JOB =
Using the records below, reproduce exactly the lines from the one containing "instance, sample <point>269,122</point>." through the end, and nothing more; skip the images.

MATERIAL FOR THIS EXERCISE =
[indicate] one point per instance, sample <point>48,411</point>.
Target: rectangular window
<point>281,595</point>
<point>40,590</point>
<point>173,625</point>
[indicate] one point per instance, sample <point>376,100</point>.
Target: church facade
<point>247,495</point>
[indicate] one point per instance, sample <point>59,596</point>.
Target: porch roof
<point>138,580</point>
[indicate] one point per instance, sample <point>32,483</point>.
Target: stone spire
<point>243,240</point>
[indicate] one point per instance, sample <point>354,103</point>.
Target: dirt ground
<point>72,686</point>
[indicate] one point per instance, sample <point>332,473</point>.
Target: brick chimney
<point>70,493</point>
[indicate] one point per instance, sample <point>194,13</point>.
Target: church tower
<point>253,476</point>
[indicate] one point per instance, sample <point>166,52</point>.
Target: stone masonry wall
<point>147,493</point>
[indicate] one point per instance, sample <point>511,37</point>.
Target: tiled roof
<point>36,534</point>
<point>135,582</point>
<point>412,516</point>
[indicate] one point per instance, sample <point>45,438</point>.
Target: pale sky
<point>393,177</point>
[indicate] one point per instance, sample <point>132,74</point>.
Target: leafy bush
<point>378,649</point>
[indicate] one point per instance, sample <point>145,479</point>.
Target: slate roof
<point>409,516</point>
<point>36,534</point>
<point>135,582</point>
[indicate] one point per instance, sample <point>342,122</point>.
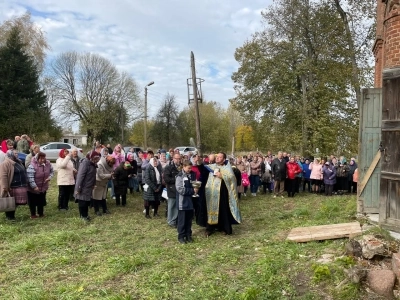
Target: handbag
<point>245,180</point>
<point>266,177</point>
<point>7,203</point>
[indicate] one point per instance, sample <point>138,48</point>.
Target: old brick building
<point>387,90</point>
<point>387,44</point>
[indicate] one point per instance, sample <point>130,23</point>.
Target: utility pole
<point>145,115</point>
<point>122,123</point>
<point>196,102</point>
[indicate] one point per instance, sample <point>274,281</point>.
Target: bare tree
<point>32,36</point>
<point>89,89</point>
<point>165,124</point>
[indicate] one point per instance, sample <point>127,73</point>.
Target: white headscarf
<point>158,176</point>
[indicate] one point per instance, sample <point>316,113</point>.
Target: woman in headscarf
<point>40,172</point>
<point>351,184</point>
<point>316,175</point>
<point>133,182</point>
<point>7,145</point>
<point>85,183</point>
<point>329,175</point>
<point>139,163</point>
<point>163,160</point>
<point>13,181</point>
<point>33,151</point>
<point>119,157</point>
<point>103,175</point>
<point>120,180</point>
<point>104,152</point>
<point>152,193</point>
<point>65,178</point>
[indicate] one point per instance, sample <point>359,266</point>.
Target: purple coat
<point>329,174</point>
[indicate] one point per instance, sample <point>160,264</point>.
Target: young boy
<point>184,193</point>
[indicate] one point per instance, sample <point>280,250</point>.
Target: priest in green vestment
<point>221,197</point>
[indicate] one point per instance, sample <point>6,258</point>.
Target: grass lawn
<point>125,256</point>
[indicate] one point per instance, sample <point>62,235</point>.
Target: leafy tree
<point>89,89</point>
<point>33,38</point>
<point>136,133</point>
<point>295,79</point>
<point>214,127</point>
<point>244,138</point>
<point>23,106</point>
<point>164,131</point>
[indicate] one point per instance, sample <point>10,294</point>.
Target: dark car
<point>135,149</point>
<point>22,157</point>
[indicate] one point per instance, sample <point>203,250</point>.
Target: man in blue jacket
<point>306,175</point>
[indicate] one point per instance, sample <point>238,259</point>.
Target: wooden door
<point>370,138</point>
<point>390,162</point>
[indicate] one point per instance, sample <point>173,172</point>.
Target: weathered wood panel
<point>390,163</point>
<point>370,138</point>
<point>324,232</point>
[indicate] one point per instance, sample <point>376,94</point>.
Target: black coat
<point>278,169</point>
<point>169,175</point>
<point>120,180</point>
<point>150,178</point>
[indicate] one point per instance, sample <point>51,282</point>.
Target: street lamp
<point>145,114</point>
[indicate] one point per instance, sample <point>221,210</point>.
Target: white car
<point>185,150</point>
<point>52,150</point>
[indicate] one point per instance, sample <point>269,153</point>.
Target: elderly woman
<point>139,163</point>
<point>13,181</point>
<point>33,151</point>
<point>163,160</point>
<point>85,183</point>
<point>133,182</point>
<point>40,172</point>
<point>316,175</point>
<point>103,175</point>
<point>119,158</point>
<point>153,188</point>
<point>120,180</point>
<point>329,175</point>
<point>65,178</point>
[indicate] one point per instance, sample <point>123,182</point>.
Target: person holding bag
<point>13,181</point>
<point>40,172</point>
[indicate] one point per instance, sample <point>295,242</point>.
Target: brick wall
<point>391,24</point>
<point>379,43</point>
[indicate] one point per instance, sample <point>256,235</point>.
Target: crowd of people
<point>205,189</point>
<point>284,173</point>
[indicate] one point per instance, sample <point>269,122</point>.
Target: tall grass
<point>125,256</point>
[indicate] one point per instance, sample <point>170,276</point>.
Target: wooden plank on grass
<point>324,232</point>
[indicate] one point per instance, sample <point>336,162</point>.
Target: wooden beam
<point>324,232</point>
<point>368,174</point>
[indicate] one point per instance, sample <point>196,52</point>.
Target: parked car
<point>186,149</point>
<point>53,149</point>
<point>21,156</point>
<point>135,149</point>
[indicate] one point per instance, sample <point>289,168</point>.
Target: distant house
<point>75,139</point>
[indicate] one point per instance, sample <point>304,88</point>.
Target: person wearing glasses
<point>171,170</point>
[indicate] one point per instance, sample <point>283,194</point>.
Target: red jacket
<point>292,168</point>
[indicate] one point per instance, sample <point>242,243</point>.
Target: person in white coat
<point>104,173</point>
<point>65,179</point>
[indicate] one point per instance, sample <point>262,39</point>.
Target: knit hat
<point>110,158</point>
<point>94,154</point>
<point>62,153</point>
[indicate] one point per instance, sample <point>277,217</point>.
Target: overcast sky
<point>152,39</point>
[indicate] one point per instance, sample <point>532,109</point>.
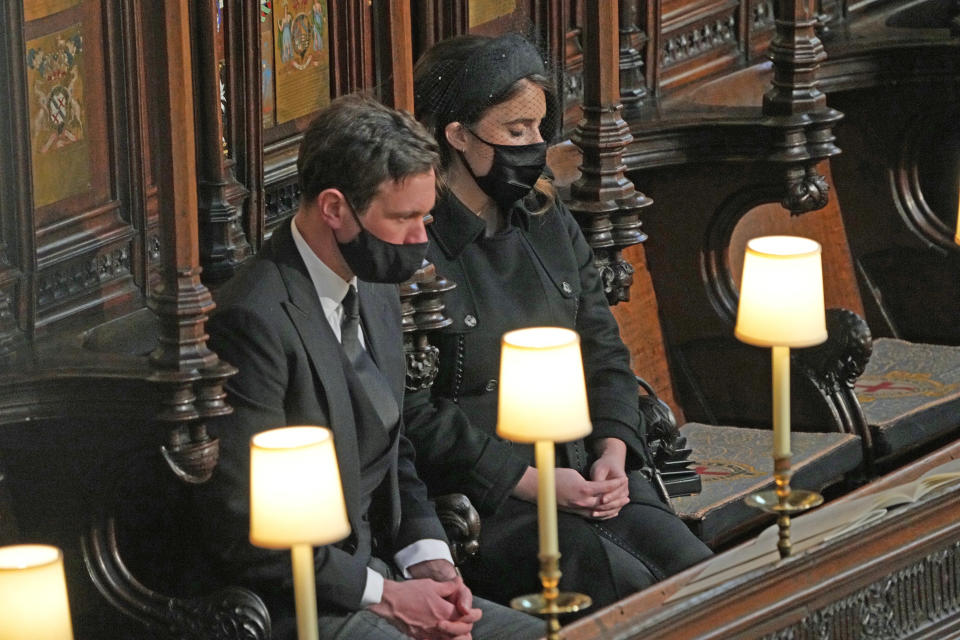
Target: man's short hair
<point>356,143</point>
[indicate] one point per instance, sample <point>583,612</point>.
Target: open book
<point>826,523</point>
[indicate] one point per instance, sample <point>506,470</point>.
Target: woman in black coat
<point>519,259</point>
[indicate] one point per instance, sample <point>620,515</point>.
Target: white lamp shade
<point>542,392</point>
<point>956,237</point>
<point>781,293</point>
<point>33,594</point>
<point>295,492</point>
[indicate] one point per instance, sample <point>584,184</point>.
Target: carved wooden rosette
<point>797,109</point>
<point>223,244</point>
<point>603,199</point>
<point>422,310</point>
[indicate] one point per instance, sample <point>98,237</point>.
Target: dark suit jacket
<point>453,425</point>
<point>271,326</point>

REPLY TO THE EXERCISE =
[indicate] one point per instance, sample <point>269,122</point>.
Target: tall grass
<point>125,256</point>
[indicate] one point per instance, sample <point>170,276</point>.
Target: wooden plank on grass
<point>324,232</point>
[indicate] one point per instance, sample <point>336,162</point>.
Target: wooden beam
<point>324,232</point>
<point>368,174</point>
[indicate] one point per instance, sample <point>196,52</point>.
Target: parked car
<point>186,149</point>
<point>53,149</point>
<point>21,156</point>
<point>135,149</point>
[indicate] one point per instance, sample <point>289,168</point>.
Target: distant house
<point>75,139</point>
[indicate] one point per instance, sample <point>304,88</point>.
Target: person wearing glasses
<point>171,170</point>
[indicate] one point per instance, sample <point>283,194</point>.
Target: red jacket
<point>292,168</point>
[indicate] one point per instance, sample <point>242,243</point>.
Target: person in white coat
<point>104,173</point>
<point>65,179</point>
[indicate] one point per instance, sample <point>262,39</point>.
Target: knit hat
<point>110,158</point>
<point>94,154</point>
<point>62,153</point>
[indicate] one point per instance, sample <point>277,217</point>.
Target: overcast sky
<point>152,39</point>
[indicate] one point per instance, sample <point>532,109</point>.
Target: man's short hair
<point>356,143</point>
[indicate] one point per instance, sample <point>583,612</point>.
Target: open book
<point>826,523</point>
[indicate] one point per instance, sample <point>506,470</point>.
Target: woman in black coat
<point>519,259</point>
[indicate] one point per instance, sample <point>620,515</point>.
Target: white lamp shade
<point>542,392</point>
<point>956,237</point>
<point>781,293</point>
<point>33,594</point>
<point>295,492</point>
[indicate] one point per instance, sample <point>584,184</point>.
Target: carved wooden rosette
<point>797,109</point>
<point>223,244</point>
<point>603,199</point>
<point>422,310</point>
[indicate] one point per instance, sample <point>98,237</point>.
Target: dark suit jacket
<point>453,425</point>
<point>271,326</point>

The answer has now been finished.